La liste grise du GAFI, un encouragement ou une sanction ?

Le Cameroun est placé par le Groupe d’action financière sur sa « liste grise » des pays qui ne satisfont pas pleinement ses critères en matière de transparence financière. Paradoxalement, l’organisme salue les progrès du pays contre le blanchiment et le financement du terrorisme.
Le GAFI (Groupe d’action financière) est un observatoire international de la lutte contre le blanchiment d’argent et le financement du terrorisme. L’organisme, qui étudie la façon dont le terrorisme est financé et l’argent blanchi, élabore des normes et émet des recommandations – non contraignantes –, afin que les pays membres puissent prendre les mesures nécessaires et remédient aux défaillances relevées.
Pour l’heure, cette inscription sonne davantage comme un signal d’alerte, voire un encouragement à poursuivre l’effort. Le Cameroun n’est qu’au premier stade de la liste, qui n’est que « gris clair », en quelque sorte.
Le 23 juin 2023, le GAFI a inscrit le Cameroun sur sa « liste grise des pays sous surveillance renforcée ». Cette liste inclut des pays qui présentent des retards ou des déficiences dans leurs efforts de lutte contre le blanchiment d’argent ou la lutte contre le financement du terrorisme. Toutefois, ces pays ont pris l’engagement de collaborer avec le GAFI pour améliorer la situation. Tel est le cas par exemple de l’Afrique du Sud, du Burkina Faso, de la RD Congo, du Mali, du Mozambique, du Sénégal, du Soudan du Sud, et de l’Ouganda. Le Nigeria et le Yémen font aussi partie de la « liste grise » mais « ont choisi de différer leur déclaration », déplore le GAFI. On se souvient qu’en février 2023, le Maroc était sorti de la liste grise, après cinq ans d’efforts en matière de transparence financière. De son côté, la Russie est suspendue de l’organisme.
Pour les premiers pays nommés, reconnaît l’organisation, les juridictions faisant l’objet d’une surveillance renforcée « travaillent activement avec le GAFI pour remédier aux défaillances stratégiques de leurs régimes de lutte contre le blanchiment de capitaux, le financement du terrorisme et le financement de la prolifération ». D’ailleurs, lorsque le GAFI place une juridiction sous surveillance renforcée, cela signifie que « le pays s’est engagé à résoudre rapidement les défaillances stratégiques identifiées dans les délais convenus ». D’où le distinguo avec les pays qui eux, n’ont pas pris de tels engagements et que le GAFI place en « liste noire ». Cette dernière ne comporte que trois pays : l’Iran, la Corée du Nord et la Birmanie.
À part pour ces trois pays, donc, le GAFI n’appelle pas à des mesures de vigilance renforcée. « Les normes du GAFI n’envisagent pas de supprimer les risques ou d’exclure des catégories entières de clients, mais préconisent l’application d’une approche fondée sur le risque. »

=-=-=

[Consignes]:
**A)** D'après le texte sur la liste grise du GAFI, quels pays composent la liste noire de l'organisme ?
**B)** Recopiez le passage du texte sur la liste grise du GAFI qui va de « Le 23 juin 2023, le » jusqu'à « suspendue de l’organisme. » inclus.
Les lignes ci-après forment un matériau distinct du texte.

Données d'annotation de localisation d'objets:

=-=-=

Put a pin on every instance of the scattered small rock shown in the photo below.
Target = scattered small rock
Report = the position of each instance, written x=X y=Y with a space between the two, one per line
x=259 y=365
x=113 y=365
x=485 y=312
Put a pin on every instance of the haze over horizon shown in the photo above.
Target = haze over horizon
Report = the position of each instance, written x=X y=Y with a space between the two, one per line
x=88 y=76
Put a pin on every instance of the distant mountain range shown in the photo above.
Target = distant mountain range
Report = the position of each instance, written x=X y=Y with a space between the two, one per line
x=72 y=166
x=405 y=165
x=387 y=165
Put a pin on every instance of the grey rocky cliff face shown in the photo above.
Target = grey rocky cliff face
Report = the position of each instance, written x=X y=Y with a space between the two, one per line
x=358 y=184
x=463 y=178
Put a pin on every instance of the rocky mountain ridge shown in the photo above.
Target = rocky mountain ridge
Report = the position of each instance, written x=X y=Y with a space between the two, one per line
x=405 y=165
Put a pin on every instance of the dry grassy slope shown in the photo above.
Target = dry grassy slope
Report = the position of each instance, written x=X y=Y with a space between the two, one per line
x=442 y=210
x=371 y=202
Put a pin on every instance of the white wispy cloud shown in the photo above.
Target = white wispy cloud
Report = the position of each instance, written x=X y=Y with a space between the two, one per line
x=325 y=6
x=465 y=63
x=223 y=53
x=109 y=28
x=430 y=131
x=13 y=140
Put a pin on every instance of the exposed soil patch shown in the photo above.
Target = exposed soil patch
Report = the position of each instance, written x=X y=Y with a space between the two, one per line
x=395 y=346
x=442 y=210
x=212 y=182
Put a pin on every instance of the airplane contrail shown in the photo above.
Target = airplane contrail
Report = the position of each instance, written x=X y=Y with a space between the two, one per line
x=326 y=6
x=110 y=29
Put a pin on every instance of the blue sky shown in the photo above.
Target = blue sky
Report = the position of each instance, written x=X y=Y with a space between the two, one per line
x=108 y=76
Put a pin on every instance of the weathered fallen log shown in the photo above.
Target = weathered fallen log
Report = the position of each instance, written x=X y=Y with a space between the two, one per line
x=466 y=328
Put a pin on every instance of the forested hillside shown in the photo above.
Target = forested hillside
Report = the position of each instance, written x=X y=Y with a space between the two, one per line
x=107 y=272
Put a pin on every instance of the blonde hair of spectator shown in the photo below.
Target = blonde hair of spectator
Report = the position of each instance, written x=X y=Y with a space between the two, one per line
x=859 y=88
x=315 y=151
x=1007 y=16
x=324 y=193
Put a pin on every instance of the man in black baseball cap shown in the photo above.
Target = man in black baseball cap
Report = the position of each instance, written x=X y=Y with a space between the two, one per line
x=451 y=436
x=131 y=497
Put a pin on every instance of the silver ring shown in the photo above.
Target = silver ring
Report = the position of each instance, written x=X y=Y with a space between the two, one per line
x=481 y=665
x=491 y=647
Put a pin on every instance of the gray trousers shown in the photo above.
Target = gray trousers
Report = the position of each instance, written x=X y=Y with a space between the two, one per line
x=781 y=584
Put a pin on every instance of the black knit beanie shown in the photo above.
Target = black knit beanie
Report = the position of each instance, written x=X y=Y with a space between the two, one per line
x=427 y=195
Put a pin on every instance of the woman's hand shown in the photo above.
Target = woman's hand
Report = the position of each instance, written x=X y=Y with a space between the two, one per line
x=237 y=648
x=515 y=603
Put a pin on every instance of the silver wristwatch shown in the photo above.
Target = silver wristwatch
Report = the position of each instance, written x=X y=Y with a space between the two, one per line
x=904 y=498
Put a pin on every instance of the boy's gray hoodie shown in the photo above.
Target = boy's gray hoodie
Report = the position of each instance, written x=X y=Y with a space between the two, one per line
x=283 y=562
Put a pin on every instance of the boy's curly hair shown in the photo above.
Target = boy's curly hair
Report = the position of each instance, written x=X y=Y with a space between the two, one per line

=-=-=

[Réponses]:
**A)** L'Iran, la Corée du Nord et la Birmanie.

**B)**
Le 23 juin 2023, le GAFI a inscrit le Cameroun sur sa « liste grise des pays sous surveillance renforcée ». Cette liste inclut des pays qui présentent des retards ou des déficiences dans leurs efforts de lutte contre le blanchiment d’argent ou la lutte contre le financement du terrorisme. Toutefois, ces pays ont pris l’engagement de collaborer avec le GAFI pour améliorer la situation. Tel est le cas par exemple de l’Afrique du Sud, du Burkina Faso, de la RD Congo, du Mali, du Mozambique, du Sénégal, du Soudan du Sud, et de l’Ouganda. Le Nigeria et le Yémen font aussi partie de la « liste grise » mais « ont choisi de différer leur déclaration », déplore le GAFI. On se souvient qu’en février 2023, le Maroc était sorti de la liste grise, après cinq ans d’efforts en matière de transparence financière. De son côté, la Russie est suspendue de l’organisme.